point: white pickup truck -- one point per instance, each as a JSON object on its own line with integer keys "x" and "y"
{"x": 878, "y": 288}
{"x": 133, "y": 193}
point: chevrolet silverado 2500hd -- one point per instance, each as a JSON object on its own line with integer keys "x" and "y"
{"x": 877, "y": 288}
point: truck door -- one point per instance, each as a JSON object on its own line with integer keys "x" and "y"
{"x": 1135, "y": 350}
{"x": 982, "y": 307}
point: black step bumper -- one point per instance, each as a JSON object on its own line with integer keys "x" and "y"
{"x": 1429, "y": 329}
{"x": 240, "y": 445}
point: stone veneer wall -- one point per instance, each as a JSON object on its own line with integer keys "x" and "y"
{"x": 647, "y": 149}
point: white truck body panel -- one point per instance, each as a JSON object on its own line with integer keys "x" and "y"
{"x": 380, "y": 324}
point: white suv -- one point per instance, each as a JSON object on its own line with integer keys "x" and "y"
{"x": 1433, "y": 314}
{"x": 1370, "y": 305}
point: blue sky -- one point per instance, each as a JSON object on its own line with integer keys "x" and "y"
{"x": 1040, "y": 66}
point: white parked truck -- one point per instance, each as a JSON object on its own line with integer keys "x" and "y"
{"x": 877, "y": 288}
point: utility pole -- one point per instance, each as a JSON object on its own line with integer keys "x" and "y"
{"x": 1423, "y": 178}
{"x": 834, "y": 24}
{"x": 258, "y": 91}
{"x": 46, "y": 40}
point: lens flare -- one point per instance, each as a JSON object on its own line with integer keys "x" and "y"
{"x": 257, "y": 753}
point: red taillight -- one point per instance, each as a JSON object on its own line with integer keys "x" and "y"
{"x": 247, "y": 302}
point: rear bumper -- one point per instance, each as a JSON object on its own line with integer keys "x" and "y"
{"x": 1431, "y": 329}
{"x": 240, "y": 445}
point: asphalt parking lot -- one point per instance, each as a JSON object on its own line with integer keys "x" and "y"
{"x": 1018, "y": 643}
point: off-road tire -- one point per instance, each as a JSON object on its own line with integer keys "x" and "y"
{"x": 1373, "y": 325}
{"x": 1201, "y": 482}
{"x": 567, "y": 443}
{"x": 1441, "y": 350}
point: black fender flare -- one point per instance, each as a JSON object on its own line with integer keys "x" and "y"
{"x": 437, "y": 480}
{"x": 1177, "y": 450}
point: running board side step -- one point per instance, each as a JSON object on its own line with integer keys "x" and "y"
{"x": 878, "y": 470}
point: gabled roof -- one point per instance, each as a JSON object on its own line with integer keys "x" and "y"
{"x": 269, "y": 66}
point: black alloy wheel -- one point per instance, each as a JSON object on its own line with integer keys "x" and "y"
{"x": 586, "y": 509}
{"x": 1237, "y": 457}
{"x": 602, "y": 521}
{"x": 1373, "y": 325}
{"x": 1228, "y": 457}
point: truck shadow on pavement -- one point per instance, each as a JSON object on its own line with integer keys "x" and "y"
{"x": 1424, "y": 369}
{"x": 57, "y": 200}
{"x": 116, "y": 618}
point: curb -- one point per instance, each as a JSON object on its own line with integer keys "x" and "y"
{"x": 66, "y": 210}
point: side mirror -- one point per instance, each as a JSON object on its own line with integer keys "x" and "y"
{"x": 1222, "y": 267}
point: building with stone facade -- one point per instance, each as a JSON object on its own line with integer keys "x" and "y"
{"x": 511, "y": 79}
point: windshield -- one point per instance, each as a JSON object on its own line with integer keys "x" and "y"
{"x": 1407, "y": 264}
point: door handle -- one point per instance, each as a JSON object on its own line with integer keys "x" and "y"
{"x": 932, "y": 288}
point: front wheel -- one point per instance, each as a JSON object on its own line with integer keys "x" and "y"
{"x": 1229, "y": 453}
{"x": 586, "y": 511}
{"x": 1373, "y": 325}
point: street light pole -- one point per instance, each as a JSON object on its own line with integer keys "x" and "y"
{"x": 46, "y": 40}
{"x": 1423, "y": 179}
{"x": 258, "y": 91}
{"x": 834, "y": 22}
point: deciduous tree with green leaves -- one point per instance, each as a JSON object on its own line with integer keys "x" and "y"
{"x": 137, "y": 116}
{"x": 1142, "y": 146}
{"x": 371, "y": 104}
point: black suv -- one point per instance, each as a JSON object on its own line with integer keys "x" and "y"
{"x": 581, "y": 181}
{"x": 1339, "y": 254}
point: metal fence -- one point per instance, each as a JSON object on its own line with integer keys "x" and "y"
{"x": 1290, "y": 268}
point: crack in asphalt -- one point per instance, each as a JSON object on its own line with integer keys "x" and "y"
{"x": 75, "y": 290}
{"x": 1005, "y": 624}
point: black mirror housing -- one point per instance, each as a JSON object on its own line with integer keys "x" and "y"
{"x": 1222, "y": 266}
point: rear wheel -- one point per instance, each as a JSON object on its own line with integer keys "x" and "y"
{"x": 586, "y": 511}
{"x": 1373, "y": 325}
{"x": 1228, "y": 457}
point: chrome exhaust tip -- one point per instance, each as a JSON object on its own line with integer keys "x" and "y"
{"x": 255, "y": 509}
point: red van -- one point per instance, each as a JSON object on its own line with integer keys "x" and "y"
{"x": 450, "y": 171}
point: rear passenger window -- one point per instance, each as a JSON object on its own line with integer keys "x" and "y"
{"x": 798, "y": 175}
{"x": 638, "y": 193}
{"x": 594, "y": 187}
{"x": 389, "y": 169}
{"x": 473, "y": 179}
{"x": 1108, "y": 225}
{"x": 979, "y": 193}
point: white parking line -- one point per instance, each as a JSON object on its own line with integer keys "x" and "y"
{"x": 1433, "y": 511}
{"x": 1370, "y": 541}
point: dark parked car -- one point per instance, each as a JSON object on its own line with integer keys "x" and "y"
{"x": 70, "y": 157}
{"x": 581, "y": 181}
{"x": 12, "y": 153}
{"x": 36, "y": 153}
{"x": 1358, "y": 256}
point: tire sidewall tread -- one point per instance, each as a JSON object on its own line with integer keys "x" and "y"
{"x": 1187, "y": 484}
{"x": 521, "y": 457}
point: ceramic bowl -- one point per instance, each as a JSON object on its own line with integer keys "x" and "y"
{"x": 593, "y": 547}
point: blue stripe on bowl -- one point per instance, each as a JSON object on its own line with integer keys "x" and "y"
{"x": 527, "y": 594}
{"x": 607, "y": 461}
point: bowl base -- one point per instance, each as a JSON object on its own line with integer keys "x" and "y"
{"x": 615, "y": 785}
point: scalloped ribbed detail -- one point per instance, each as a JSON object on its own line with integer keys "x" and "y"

★ ★ ★ ★ ★

* **What you will do**: Turn every line of the records above into a numbered list, leaving out any blank lines.

* **Response**:
1. point: white pickup truck -- one point per instance, each as a JSON object on its own line with integer keys "x" and "y"
2. {"x": 878, "y": 288}
3. {"x": 133, "y": 193}
4. point: chevrolet silverado 2500hd -- one point per instance, each as a JSON object on its own line with integer keys "x" and "y"
5. {"x": 877, "y": 288}
6. point: truck door -- one point per instance, each as a JSON object on its own line with integer keys "x" and "y"
7. {"x": 1135, "y": 350}
8. {"x": 982, "y": 307}
9. point: black step bumper -- one point per instance, each as a JSON object on its own line with integer keys "x" and "y"
10. {"x": 1429, "y": 329}
11. {"x": 240, "y": 445}
12. point: stone veneer wall -- one point per instance, each as a JSON object on its own line with integer keys "x" and "y"
13. {"x": 647, "y": 149}
14. point: white truck body panel -- one point per instance, each as a JSON object on its own line with integer keys "x" and "y"
15. {"x": 380, "y": 324}
16. point: white suv -- one point per instance, each as a JSON object on its own line with integer keys "x" and "y"
17. {"x": 1433, "y": 314}
18. {"x": 1370, "y": 305}
19. point: blue sky -- one point per instance, each as a JSON object on its own line with integer keys "x" and "y"
20. {"x": 1040, "y": 66}
21. point: white parked truck -- one point per instance, each as a JSON object on its own line with integer keys "x" and "y"
22. {"x": 877, "y": 288}
23. point: utility pole -- one point per instance, each as a JSON object on its own line with integer keys "x" and "y"
24. {"x": 1423, "y": 178}
25. {"x": 834, "y": 24}
26. {"x": 258, "y": 91}
27. {"x": 46, "y": 40}
28. point: lens flare -- one point per instance, each as a JSON object on its own line with integer keys "x" and "y"
29. {"x": 257, "y": 753}
30. point: red taillight -- one point per instance, each as a JSON object on its own line with integer keys "x" and "y"
31. {"x": 247, "y": 302}
32. point: rear bumper -- one point per instance, each as a JSON object on its own line with integer keys "x" and "y"
33. {"x": 1431, "y": 329}
34. {"x": 240, "y": 445}
35. point: asphalt parking lot -- one point per instance, each as a JSON object on its own line with integer keys "x" and "y"
36. {"x": 1018, "y": 643}
37. point: off-road tire -- one point per instance, each as a JSON object on its own line with integer keys "x" and "y"
38. {"x": 1373, "y": 325}
39. {"x": 1201, "y": 482}
40. {"x": 567, "y": 443}
41. {"x": 1441, "y": 350}
42. point: black fender flare -- one point per instance, each as a JSON object on its own line with integer keys "x" and "y"
43. {"x": 437, "y": 480}
44. {"x": 1177, "y": 450}
45. point: running board side step -- one point per instance, each as a JSON object on its own line with integer keys "x" and "y"
46. {"x": 878, "y": 470}
47. point: gabled roof -- one point per instance, each as a JSON object on its own line with integer keys "x" and "y"
48. {"x": 269, "y": 66}
49. point: black alloy wheel -- one point per instance, each as a JSON object on its own line with integer keys "x" and "y"
50. {"x": 586, "y": 509}
51. {"x": 1237, "y": 457}
52. {"x": 602, "y": 521}
53. {"x": 1373, "y": 325}
54. {"x": 1228, "y": 457}
55. point: truck shadow on pavement -- one point per instance, each as a JSON object on its own line with integer keys "x" and "y"
56. {"x": 1424, "y": 369}
57. {"x": 57, "y": 200}
58. {"x": 116, "y": 618}
59. point: curb -- one point per instance, each as a JSON object on its own line with integer keys "x" and "y"
60. {"x": 66, "y": 210}
61. point: side mirror -- one point per instance, each as a JSON object on its own line with integer keys "x" and "y"
62. {"x": 1222, "y": 267}
63. point: building with stone facade -- one point per instance, each as a JSON object on its own line with integer keys "x" and "y"
64. {"x": 511, "y": 79}
65. point: windshield -- one point per instance, each as a JSON object on its own line with integer keys "x" and "y"
66. {"x": 1407, "y": 264}
67. point: door handle -- one point per instance, each as a JSON object on its own line with integer keys "x" and "y"
68. {"x": 932, "y": 288}
69. point: front wheel -- one point per instance, each as a JSON object on its own line with integer keys "x" and "y"
70. {"x": 1229, "y": 453}
71. {"x": 586, "y": 511}
72. {"x": 1373, "y": 325}
73. point: street light pole -- one point per instance, each as a JSON object on its own line with integer keys "x" and "y"
74. {"x": 46, "y": 40}
75. {"x": 1423, "y": 179}
76. {"x": 258, "y": 91}
77. {"x": 834, "y": 22}
78. point: deciduous tree with green leaves -- one point per instance, each as a JSON object on its own line with integer keys "x" and "y"
79. {"x": 137, "y": 116}
80. {"x": 1142, "y": 146}
81. {"x": 371, "y": 104}
82. point: black suv -- one point per instance, each as a JSON object on its own line with integer keys "x" and "y"
83. {"x": 581, "y": 181}
84. {"x": 1339, "y": 254}
85. point: metal fence -- one point per instance, each as a JSON object on its own line with integer keys "x" and "y"
86. {"x": 1290, "y": 268}
87. point: crack in asphalt -- one point per instance, each as a JSON object on its own line with integer keys "x" and "y"
88. {"x": 75, "y": 290}
89. {"x": 1005, "y": 624}
90. point: black mirror housing -- one point per instance, each as a JSON object on its own line with integer keys "x" and "y"
91. {"x": 1222, "y": 266}
92. point: rear wheel -- one point per instance, each as a JSON object on its own line with integer keys "x" and "y"
93. {"x": 586, "y": 511}
94. {"x": 1373, "y": 325}
95. {"x": 1228, "y": 457}
96. point: chrome exhaust tip -- one point per instance, each as a JSON object on its own line with integer keys "x" and "y"
97. {"x": 255, "y": 509}
98. point: red van -- one point per instance, each as a JSON object on its own line with integer keys "x" and "y"
99. {"x": 450, "y": 171}
100. point: rear passenger window -- one point per instance, each as a JSON object on its own line with integer keys "x" and "y"
101. {"x": 798, "y": 175}
102. {"x": 638, "y": 193}
103. {"x": 594, "y": 187}
104. {"x": 389, "y": 169}
105. {"x": 473, "y": 179}
106. {"x": 1108, "y": 225}
107. {"x": 979, "y": 193}
108. point: white parking line -- one point per instance, each as a JSON object on its own line with integer keys "x" and "y"
109. {"x": 1433, "y": 511}
110. {"x": 1370, "y": 541}
111. point: dark parked car -- one point per instance, each as a JSON object on its own line with integer keys "x" and "y"
112. {"x": 70, "y": 157}
113. {"x": 581, "y": 181}
114. {"x": 12, "y": 153}
115. {"x": 36, "y": 153}
116. {"x": 1358, "y": 256}
117. point: tire sidewall tread -- one point per instance, each as a JSON object on its own line with integer keys "x" and "y"
118. {"x": 1187, "y": 484}
119. {"x": 521, "y": 457}
120. point: ceramic bowl -- one point per instance, each as a JSON object on its own line with integer keys "x" and "y"
121. {"x": 593, "y": 547}
122. point: blue stripe on bowl -- one point per instance, each as a JSON object on its own line with integer keys "x" and "y"
123. {"x": 527, "y": 594}
124. {"x": 607, "y": 461}
125. point: bowl base -- one point per instance, each as a JSON object on its own line with integer keys "x" and "y"
126. {"x": 615, "y": 785}
127. point: scalloped ribbed detail -- one point per instance, each as a JSON object on its own line with integer keys "x" and "y"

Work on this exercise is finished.